> _任务要求_
按照下面这篇 glove_python 教程的说法,glove_python 最高只支持到哪个 Python 版本?

参考链接:
- https://github.com/maciejkula/glove-python
- https://blog.csdn.net/sinat_26917383/article/details/83029140
- https://blog.csdn.net/beilizhang/article/details/108175380
说明
本教程需调用glove_python这个包,而不采用Stanford的GloVe,因为前者是python的比较亲民。
天坑
glove_python只支持到Python3.5,更高的版本是不行的。
如果你的电脑没有Python3.5,可以通过anaconda新建一个环境。参考这里
然后执行
pip install libpython
pip install glove_python
必要时,请使用清华镜像源:
pip install -i https://pypi.tuna.tsinghua.edu.cn/simple glove-python
处理数据
本教程使用PTB(Penn Tree Bank)小型语料库的训练集,数据集每一行为一句话。处理方式如下:
with open('data/ptb/ptb.train.txt', 'r') as f:
lines = f.readlines()
raw_dataset = [st.split() for st in lines]
构建共现矩阵
这里可以设置你的窗口大小。
# construct a cooccurrence matrix from a corpus
corpus_model = Corpus()
corpus_model.fit(raw_dataset, window=10)
构建模型并训练
构建模型时可以选择词向量的维度(no_components)和学习率(learning_rate)
训练时可以选择训练的轮数(epochs)、线程数(no_threads)

> _所给材料_
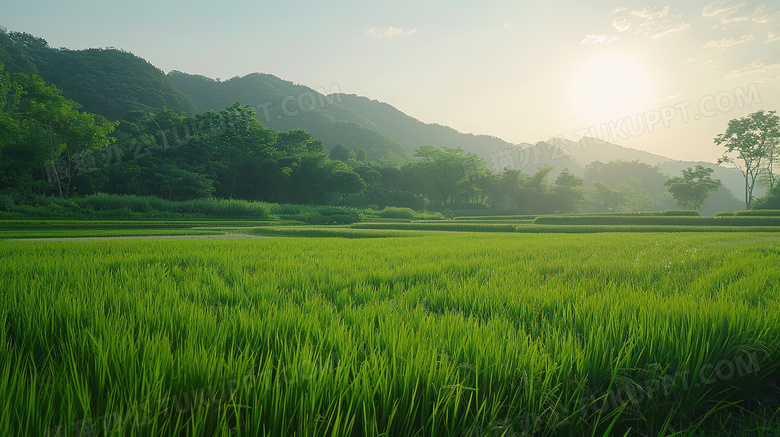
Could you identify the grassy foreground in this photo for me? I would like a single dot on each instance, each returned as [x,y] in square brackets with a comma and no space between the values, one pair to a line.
[453,335]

> _解答_
Python 3.5,更高的版本不行。